→ **Passage for review**:
+-------+

The man behind the lens was Felice Beato, a young Corfiot photographer intent on creating a name for himself. Having gone to India to capture the aftermath of the Indian Mutiny, he travelled to the palace of Secundra Bagh in Lucknow, where several thousand rebels had been slaughtered in some of the fiercest fighting with British and East India Company regiments. With an eye for the dramatic, he rearranged the skeletal remains of the Mutineers in a gruesome composition in front of the palace.
His career soon took him to China in 1860, where he photographed Taku Fort outside Peking after fighting had ceased. While British casualties had already been removed from the scene, Beato demanded that no one should disturb the “beautiful bodies” of the enemy casualties.
He also recorded the emperor’s Summer Palace, which had been looted by Anglo-French forces. He later photographed the same sweep of serene pleasure grounds — this time the palace had been razed to the ground.
The photographs, when they appeared in Britain, established his reputation as a war photographer and were bound into books.
The National Army Museum, in London, is devoting its White Space Gallery to a new exhibition of the work of four pioneering war photographers: Felice Beato, Roger Fenton, James Robertson and Josh McCosh.
Several years earlier Roger Fenton was commissioned as the first official military photographer to go to the Crimea. He was sent out by Prince Albert, and it was hoped that his photographs would help to counter the increasing hostility to the war in Britain.

+-------+

Stored records

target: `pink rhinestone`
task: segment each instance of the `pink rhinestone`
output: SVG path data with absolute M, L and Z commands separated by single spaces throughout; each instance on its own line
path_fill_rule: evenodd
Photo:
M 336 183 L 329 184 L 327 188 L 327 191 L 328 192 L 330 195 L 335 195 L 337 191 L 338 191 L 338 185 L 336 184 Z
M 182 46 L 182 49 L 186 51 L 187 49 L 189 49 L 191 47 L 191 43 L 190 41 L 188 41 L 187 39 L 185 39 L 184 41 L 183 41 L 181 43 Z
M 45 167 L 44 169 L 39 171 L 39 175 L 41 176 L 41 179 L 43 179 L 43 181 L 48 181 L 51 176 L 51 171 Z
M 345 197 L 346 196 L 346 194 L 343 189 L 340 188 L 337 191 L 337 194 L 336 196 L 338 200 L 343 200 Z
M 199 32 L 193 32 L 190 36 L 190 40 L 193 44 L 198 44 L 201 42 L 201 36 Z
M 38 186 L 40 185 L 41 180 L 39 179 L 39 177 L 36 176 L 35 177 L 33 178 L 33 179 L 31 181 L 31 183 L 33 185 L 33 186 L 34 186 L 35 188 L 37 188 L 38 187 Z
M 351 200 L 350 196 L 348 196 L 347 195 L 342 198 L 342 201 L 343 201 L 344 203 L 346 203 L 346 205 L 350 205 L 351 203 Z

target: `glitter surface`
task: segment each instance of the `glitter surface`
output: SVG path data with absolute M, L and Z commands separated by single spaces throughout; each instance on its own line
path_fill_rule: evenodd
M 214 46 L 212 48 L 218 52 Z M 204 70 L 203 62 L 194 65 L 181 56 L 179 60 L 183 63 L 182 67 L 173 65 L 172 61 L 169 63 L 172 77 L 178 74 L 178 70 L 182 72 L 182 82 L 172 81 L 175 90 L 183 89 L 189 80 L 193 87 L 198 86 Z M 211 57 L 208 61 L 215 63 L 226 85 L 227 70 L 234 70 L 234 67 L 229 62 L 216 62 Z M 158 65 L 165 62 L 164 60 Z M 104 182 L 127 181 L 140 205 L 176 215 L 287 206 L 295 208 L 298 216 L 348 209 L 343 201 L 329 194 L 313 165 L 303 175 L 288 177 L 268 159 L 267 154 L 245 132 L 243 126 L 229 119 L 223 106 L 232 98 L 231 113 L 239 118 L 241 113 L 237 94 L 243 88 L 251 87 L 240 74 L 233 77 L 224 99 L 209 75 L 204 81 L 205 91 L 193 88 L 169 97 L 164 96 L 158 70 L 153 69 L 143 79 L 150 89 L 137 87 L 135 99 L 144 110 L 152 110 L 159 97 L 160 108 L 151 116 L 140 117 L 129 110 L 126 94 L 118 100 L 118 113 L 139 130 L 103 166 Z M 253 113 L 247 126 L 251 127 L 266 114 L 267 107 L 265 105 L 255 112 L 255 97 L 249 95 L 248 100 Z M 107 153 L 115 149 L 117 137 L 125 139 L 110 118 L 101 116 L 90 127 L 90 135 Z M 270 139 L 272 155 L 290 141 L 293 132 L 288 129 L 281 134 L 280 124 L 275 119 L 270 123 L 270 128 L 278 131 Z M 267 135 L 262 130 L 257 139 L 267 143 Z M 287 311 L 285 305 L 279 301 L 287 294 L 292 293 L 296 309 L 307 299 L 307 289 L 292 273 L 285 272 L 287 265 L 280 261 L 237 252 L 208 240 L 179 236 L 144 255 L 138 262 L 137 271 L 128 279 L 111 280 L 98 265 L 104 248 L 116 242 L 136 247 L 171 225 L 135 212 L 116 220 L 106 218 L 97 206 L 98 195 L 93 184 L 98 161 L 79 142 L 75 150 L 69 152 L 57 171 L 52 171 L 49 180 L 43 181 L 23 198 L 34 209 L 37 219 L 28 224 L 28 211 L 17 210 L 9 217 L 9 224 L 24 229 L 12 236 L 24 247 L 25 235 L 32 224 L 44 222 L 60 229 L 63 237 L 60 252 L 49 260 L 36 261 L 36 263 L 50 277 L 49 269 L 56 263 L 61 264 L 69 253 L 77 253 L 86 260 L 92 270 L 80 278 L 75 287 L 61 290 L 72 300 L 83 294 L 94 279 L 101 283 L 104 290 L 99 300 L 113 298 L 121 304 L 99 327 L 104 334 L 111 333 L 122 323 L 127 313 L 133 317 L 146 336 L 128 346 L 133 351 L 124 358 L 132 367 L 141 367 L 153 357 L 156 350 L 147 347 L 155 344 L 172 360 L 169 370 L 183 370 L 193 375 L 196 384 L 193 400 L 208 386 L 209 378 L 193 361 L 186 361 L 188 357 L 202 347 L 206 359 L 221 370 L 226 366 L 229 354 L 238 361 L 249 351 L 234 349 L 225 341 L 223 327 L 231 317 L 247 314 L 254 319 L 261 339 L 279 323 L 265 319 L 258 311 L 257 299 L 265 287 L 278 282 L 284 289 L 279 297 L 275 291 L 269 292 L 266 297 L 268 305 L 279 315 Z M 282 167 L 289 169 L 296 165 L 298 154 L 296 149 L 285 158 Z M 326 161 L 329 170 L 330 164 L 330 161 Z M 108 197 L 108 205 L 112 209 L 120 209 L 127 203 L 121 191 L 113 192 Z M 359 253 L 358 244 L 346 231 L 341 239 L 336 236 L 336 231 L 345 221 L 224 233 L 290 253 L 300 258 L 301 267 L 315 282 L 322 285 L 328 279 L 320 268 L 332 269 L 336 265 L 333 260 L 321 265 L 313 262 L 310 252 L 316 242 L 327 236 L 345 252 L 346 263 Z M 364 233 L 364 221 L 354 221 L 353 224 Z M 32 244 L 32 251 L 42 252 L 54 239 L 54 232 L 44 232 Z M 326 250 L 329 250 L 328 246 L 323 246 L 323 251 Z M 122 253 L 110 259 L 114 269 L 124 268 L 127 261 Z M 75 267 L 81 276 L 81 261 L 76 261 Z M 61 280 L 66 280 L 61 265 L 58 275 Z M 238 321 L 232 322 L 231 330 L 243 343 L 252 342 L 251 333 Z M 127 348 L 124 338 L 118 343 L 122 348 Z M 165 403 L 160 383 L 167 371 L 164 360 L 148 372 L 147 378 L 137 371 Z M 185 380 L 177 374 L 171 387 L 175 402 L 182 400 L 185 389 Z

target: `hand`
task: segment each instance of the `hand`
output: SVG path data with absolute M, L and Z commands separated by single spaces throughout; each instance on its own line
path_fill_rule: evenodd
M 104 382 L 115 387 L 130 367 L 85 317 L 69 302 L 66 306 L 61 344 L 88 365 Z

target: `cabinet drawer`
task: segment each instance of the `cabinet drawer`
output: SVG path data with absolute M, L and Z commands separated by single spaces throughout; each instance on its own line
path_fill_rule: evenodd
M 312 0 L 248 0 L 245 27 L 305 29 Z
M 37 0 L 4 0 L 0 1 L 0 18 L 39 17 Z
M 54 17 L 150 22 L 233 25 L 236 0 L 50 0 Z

+-------+

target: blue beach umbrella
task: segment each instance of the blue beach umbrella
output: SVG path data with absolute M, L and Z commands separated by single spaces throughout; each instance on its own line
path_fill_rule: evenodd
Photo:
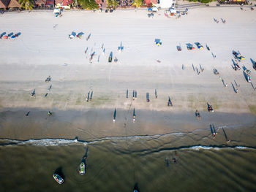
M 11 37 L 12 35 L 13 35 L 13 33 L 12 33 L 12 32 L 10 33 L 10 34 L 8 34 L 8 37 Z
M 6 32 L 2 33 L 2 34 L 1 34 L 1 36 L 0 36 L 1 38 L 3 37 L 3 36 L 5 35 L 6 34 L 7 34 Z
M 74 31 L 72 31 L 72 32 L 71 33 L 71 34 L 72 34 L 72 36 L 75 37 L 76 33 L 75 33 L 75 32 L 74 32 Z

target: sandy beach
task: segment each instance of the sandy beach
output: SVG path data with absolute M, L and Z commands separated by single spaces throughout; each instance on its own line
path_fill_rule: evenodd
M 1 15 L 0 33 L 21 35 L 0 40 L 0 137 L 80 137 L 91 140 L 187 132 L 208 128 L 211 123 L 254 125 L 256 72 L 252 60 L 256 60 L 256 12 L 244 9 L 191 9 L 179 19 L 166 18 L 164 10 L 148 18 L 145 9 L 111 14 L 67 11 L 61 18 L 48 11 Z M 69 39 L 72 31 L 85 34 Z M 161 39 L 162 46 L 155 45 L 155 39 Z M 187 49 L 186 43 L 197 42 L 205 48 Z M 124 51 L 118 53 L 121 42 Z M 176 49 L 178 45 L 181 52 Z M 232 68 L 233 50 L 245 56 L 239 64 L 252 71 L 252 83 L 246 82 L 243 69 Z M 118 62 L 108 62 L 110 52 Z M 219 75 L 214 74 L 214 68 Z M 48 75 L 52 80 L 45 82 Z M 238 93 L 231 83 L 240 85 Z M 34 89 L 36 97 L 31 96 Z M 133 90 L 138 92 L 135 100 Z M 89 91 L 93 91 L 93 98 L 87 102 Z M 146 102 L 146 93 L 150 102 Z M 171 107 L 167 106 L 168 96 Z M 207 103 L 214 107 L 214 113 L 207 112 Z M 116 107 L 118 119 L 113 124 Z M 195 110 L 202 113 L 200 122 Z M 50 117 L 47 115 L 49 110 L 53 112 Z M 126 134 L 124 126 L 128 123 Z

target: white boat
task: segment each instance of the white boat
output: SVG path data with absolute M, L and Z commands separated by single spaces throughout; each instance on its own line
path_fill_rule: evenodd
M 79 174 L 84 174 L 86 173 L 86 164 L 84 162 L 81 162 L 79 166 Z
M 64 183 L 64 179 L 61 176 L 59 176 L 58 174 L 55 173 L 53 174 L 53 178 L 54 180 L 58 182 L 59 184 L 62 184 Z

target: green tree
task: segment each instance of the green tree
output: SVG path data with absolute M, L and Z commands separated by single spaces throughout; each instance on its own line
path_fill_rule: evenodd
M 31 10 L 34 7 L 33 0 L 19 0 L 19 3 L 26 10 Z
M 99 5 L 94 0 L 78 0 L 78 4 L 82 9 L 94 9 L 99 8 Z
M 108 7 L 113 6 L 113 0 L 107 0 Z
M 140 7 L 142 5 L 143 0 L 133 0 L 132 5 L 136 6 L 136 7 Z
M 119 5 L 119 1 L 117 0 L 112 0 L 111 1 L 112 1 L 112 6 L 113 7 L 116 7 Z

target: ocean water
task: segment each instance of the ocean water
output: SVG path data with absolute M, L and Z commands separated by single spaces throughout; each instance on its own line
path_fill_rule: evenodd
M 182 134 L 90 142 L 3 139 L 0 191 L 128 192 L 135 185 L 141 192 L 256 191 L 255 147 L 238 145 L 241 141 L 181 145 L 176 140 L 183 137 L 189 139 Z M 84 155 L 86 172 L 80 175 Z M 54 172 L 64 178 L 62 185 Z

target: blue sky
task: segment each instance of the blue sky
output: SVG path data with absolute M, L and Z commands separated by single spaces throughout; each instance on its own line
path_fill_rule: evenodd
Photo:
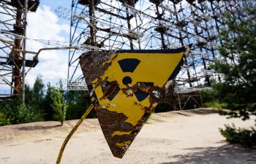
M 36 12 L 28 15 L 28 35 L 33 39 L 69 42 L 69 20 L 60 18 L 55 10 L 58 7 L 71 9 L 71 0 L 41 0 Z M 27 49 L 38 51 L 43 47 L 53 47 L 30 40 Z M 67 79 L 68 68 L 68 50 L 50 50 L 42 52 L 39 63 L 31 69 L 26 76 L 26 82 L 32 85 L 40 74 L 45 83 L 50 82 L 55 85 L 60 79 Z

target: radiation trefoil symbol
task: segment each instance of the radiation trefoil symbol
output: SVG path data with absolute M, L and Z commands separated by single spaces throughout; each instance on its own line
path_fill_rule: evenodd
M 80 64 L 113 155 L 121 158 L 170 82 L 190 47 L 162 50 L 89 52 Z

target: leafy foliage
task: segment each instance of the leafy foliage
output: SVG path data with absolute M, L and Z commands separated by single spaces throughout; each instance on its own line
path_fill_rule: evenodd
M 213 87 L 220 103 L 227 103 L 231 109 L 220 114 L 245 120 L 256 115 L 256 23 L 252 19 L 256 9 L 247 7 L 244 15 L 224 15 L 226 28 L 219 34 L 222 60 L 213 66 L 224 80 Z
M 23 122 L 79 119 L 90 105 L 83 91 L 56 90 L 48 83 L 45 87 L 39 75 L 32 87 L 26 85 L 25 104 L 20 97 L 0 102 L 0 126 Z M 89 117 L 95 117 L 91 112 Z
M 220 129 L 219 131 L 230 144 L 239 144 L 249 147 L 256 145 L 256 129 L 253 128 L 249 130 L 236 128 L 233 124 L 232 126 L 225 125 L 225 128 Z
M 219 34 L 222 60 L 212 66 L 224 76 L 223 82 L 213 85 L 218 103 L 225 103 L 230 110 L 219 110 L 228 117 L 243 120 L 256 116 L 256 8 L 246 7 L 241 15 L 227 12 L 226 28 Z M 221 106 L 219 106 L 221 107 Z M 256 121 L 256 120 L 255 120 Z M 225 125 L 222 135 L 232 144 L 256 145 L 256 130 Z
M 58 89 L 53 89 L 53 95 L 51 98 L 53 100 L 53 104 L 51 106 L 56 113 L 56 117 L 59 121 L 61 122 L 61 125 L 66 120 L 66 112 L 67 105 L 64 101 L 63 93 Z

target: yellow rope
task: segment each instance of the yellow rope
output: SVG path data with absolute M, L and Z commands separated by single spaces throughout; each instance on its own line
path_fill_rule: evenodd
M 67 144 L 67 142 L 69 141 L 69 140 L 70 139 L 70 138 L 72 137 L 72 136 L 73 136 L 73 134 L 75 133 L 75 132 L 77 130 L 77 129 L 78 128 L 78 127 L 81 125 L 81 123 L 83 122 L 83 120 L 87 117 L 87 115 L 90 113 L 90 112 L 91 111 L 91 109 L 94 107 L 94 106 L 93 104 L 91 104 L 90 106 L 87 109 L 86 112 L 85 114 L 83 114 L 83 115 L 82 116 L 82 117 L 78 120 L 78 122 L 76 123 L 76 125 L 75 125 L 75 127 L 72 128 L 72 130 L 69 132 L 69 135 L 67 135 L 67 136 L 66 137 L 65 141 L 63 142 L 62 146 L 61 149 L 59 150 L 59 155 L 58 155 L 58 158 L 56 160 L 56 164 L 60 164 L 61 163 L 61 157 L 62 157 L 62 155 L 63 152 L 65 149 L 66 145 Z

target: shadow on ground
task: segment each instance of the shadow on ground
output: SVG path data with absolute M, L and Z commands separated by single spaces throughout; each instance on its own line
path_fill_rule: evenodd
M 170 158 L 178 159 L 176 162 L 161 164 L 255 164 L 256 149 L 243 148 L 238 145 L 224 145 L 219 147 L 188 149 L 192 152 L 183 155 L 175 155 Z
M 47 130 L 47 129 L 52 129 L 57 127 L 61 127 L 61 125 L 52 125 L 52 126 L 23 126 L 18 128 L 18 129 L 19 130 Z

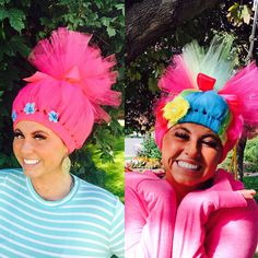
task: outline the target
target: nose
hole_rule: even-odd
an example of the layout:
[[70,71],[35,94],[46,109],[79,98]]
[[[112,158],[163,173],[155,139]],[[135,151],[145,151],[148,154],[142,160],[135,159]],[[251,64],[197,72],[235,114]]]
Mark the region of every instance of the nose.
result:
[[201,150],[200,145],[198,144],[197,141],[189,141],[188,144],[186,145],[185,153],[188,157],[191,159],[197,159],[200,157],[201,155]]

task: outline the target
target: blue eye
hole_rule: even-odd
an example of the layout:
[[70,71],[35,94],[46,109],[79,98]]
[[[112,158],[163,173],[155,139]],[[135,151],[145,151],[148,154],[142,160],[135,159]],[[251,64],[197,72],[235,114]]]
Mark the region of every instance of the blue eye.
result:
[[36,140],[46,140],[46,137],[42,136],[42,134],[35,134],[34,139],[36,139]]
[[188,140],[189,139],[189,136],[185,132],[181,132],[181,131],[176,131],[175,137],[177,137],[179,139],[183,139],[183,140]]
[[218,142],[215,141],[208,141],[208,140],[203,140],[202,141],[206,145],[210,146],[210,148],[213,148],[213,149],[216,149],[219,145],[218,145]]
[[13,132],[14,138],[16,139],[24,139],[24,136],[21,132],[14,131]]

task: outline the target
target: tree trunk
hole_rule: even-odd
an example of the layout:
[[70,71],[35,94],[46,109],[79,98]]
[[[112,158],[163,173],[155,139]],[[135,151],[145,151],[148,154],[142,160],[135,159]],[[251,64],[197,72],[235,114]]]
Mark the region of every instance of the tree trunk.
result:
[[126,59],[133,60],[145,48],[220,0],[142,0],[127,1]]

+-------+

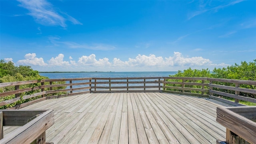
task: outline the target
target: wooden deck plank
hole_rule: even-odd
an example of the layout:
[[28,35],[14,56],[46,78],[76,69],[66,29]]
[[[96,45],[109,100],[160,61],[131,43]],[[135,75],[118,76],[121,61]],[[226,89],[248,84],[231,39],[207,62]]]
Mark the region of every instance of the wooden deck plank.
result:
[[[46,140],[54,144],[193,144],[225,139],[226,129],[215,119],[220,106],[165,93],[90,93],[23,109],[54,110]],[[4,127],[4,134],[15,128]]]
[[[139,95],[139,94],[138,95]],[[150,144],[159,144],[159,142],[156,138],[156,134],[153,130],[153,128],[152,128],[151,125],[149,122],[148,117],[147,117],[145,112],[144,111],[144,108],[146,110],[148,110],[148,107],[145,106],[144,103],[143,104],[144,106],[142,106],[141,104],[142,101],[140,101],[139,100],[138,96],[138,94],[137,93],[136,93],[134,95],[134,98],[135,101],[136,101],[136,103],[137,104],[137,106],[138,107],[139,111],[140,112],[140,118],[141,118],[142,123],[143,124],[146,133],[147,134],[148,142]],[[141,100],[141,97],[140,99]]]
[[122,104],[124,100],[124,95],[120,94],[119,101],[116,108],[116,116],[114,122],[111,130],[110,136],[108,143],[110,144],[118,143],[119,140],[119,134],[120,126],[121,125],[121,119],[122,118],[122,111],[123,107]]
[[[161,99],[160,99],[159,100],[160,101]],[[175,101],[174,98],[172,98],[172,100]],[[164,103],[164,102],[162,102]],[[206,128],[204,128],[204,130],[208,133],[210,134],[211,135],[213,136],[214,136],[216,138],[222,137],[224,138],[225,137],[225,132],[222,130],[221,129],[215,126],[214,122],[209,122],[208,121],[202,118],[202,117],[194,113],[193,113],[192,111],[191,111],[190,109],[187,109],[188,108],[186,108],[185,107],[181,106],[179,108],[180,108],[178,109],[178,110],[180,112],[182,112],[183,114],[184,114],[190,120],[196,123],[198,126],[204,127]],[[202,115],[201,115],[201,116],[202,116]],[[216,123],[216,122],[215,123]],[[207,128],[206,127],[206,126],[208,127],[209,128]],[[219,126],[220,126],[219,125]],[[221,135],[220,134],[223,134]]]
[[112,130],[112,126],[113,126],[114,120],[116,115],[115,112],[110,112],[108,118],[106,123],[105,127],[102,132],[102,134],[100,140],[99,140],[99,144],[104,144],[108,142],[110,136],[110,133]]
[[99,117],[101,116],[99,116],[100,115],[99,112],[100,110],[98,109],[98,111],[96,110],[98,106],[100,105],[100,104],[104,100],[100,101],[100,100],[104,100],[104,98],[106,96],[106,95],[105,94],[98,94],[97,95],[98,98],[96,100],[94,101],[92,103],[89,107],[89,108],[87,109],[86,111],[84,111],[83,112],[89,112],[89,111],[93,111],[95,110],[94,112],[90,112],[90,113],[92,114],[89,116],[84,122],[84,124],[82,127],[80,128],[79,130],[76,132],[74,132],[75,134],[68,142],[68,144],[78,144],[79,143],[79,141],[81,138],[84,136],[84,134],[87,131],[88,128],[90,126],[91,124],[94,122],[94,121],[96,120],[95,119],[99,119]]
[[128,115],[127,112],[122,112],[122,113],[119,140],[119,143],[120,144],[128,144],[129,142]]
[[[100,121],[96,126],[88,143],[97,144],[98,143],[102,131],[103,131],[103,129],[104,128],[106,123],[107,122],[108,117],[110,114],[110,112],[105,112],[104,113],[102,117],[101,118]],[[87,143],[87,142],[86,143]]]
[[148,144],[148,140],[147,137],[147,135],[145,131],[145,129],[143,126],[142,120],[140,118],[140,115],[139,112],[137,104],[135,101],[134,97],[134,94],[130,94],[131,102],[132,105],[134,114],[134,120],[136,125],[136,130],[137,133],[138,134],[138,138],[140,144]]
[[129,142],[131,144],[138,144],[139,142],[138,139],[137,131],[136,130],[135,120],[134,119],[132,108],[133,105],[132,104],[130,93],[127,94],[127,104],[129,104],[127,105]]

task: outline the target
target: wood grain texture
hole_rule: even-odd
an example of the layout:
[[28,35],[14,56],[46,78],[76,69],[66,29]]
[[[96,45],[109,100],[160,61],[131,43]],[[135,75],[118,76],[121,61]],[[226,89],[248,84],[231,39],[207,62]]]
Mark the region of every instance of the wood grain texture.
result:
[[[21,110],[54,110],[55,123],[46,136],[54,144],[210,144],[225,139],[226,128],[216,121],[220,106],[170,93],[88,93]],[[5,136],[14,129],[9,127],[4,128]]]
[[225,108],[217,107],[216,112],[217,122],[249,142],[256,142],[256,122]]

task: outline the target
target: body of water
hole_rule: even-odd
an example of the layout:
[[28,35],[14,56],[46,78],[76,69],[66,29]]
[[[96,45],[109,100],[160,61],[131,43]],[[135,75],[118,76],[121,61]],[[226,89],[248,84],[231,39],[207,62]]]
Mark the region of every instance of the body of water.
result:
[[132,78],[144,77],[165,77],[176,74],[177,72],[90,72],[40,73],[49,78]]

+-------+

→ **Tasks**:
• 1. In the passage on early war photographers, who sent Roger Fenton out to the Crimea?
• 2. Write out everything in the passage on early war photographers from "The photographs, when" down to "war in Britain.".

→ **Solutions by task**:
• 1. Prince Albert

• 2.
The photographs, when they appeared in Britain, established his reputation as a war photographer and were bound into books.
The National Army Museum, in London, is devoting its White Space Gallery to a new exhibition of the work of four pioneering war photographers: Felice Beato, Roger Fenton, James Robertson and Josh McCosh.
Several years earlier Roger Fenton was commissioned as the first official military photographer to go to the Crimea. He was sent out by Prince Albert, and it was hoped that his photographs would help to counter the increasing hostility to the war in Britain.